* _Dataset extract_:
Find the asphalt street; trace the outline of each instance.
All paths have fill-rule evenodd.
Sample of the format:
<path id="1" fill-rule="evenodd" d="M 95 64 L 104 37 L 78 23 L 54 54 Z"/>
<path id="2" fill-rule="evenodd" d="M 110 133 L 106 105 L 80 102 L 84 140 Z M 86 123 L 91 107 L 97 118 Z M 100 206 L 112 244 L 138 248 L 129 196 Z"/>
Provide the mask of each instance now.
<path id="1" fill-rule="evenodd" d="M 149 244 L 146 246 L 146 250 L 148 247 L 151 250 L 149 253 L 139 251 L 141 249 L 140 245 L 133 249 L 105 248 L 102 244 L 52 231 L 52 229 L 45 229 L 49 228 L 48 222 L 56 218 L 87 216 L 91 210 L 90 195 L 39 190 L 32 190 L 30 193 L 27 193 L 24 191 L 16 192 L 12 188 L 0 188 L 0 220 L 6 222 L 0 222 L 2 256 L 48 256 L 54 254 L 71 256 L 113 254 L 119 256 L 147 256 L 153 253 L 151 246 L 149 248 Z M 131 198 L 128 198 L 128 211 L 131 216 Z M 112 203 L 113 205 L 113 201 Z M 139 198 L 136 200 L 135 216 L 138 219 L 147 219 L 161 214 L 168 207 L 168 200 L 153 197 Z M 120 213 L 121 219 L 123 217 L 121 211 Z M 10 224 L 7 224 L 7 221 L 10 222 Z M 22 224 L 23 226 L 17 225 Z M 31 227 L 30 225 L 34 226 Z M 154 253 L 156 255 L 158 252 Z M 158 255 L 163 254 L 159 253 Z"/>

* _Written task_:
Render every line of the material above as a Markdown table with two columns, Row for the row number and Line for the line itself, and leave out blank lines.

* _The completed task_:
| Row | Line |
|---|---|
| 1 | Find the asphalt street; trace the outline of each instance. |
| 2 | All paths have fill-rule evenodd. |
| 3 | Sample of the format: |
| 4 | <path id="1" fill-rule="evenodd" d="M 95 64 L 104 37 L 78 23 L 54 54 Z"/> |
| 5 | <path id="2" fill-rule="evenodd" d="M 110 133 L 106 105 L 80 102 L 84 140 Z M 86 123 L 91 107 L 97 118 Z M 100 206 L 112 244 L 138 248 L 129 196 Z"/> |
| 6 | Provide the mask of each instance now. |
| 7 | <path id="1" fill-rule="evenodd" d="M 149 244 L 146 246 L 146 250 L 148 247 L 151 250 L 149 253 L 139 251 L 141 249 L 140 245 L 133 249 L 105 248 L 102 244 L 52 231 L 52 229 L 45 229 L 49 228 L 48 222 L 56 218 L 87 216 L 91 210 L 90 195 L 39 190 L 32 190 L 30 193 L 27 193 L 24 191 L 16 192 L 12 188 L 0 188 L 0 220 L 6 222 L 0 222 L 2 256 L 48 256 L 54 254 L 71 256 L 113 254 L 119 256 L 147 256 L 153 253 L 151 246 L 149 248 Z M 131 198 L 128 198 L 128 211 L 131 216 Z M 112 203 L 113 205 L 113 201 Z M 139 198 L 136 200 L 135 216 L 138 219 L 147 219 L 161 214 L 168 207 L 168 200 L 153 197 Z M 120 213 L 121 219 L 123 217 L 121 211 Z M 10 224 L 7 224 L 7 221 L 10 222 Z M 22 224 L 23 226 L 17 225 Z M 31 227 L 30 225 L 34 226 Z M 154 253 L 156 255 L 158 252 Z M 158 255 L 163 254 L 159 253 Z"/> |